Collected data
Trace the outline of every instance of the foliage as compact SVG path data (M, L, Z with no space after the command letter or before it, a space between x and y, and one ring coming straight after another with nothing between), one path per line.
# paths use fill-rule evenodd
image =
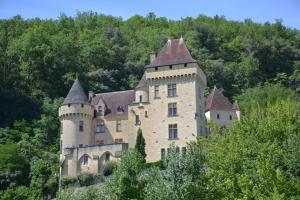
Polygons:
M15 143L0 145L0 190L10 185L27 184L29 164L22 157Z
M136 136L135 149L143 156L144 163L146 162L146 143L145 138L143 137L142 129L139 128Z
M156 162L145 163L144 167L145 168L158 168L158 169L161 169L161 170L165 169L164 161L163 160L159 160L159 161L156 161Z
M241 123L203 139L211 199L299 198L300 104L257 105Z
M106 161L102 167L102 174L104 176L111 175L117 168L118 163L116 161Z
M154 168L148 174L145 199L201 199L204 160L200 143L192 142L180 153L171 146L164 173Z

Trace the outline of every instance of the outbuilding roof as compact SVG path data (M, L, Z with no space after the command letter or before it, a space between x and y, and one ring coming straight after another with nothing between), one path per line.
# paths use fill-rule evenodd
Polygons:
M230 101L222 94L217 87L214 87L213 91L207 97L205 102L205 112L209 110L233 110L233 105Z
M88 98L84 93L83 88L80 85L78 78L75 79L67 97L65 98L63 104L72 104L72 103L82 103L89 104Z
M183 63L194 63L194 60L186 48L183 38L168 39L156 58L146 67L158 67Z

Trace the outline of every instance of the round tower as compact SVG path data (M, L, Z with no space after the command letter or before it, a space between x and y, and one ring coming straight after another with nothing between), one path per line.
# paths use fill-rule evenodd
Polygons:
M94 109L78 78L74 81L62 106L59 108L61 122L61 150L67 147L92 145L92 120Z
M135 102L148 102L149 89L146 81L145 74L142 76L138 86L135 88Z

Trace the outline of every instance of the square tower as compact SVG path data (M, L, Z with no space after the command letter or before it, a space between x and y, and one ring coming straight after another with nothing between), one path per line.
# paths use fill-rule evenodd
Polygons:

The problem
Give the data again word for word, without pictures.

Response to this exercise
Trace the outline of every instance of the foliage as compact SVG path data (M, L, Z with no space after the command letter or before it, a space between x and y, and one ring coming straight after another with nothing between), one path per line.
# paths use fill-rule evenodd
image =
Polygons:
M15 143L0 145L0 190L10 185L27 184L29 164L22 157Z
M136 136L135 149L143 156L144 163L146 162L146 143L145 138L143 137L142 129L139 128Z
M156 162L145 163L144 167L145 168L158 168L158 169L161 169L161 170L165 169L164 161L163 160L159 160L159 161L156 161Z
M241 123L203 139L211 199L299 198L300 104L257 105Z
M106 161L102 167L102 174L104 176L111 175L117 168L118 163L116 161Z
M154 168L148 174L145 199L201 199L204 160L200 143L192 142L180 153L171 146L164 173Z

Trace the outline of every instance of the outbuilding roof as compact SVG path data (M, L, Z with no space after the command letter or before it, a space between x and y, and one ring coming straight after another with nothing between), one path per line.
# paths use fill-rule evenodd
Polygons:
M230 101L222 94L217 87L214 87L213 91L207 97L205 102L205 112L209 110L233 110L233 105Z
M88 98L84 93L83 88L80 85L78 78L75 79L67 97L65 98L63 104L72 104L72 103L82 103L89 104Z
M183 63L194 63L194 60L186 48L183 38L168 39L156 58L146 67L158 67Z

Trace the outline of every instance of the round tower as compact SVG path data (M, L, Z with no space after the command letter or before it, a space between x and y, and one ring coming straight after another with nothing between), one path per line.
# paths use fill-rule evenodd
Polygons:
M94 109L78 78L74 81L62 106L59 108L61 122L61 150L67 147L92 145L92 120Z
M135 102L148 102L149 89L146 81L145 74L142 76L138 86L135 88Z

Trace the outline of every instance of the square tower as compact SVG path data (M, L, Z with no space after the command letter or before it, a space between x and y, and one ring coming straight after another with nothing between), one path per line.
# paths use fill-rule evenodd
Polygons:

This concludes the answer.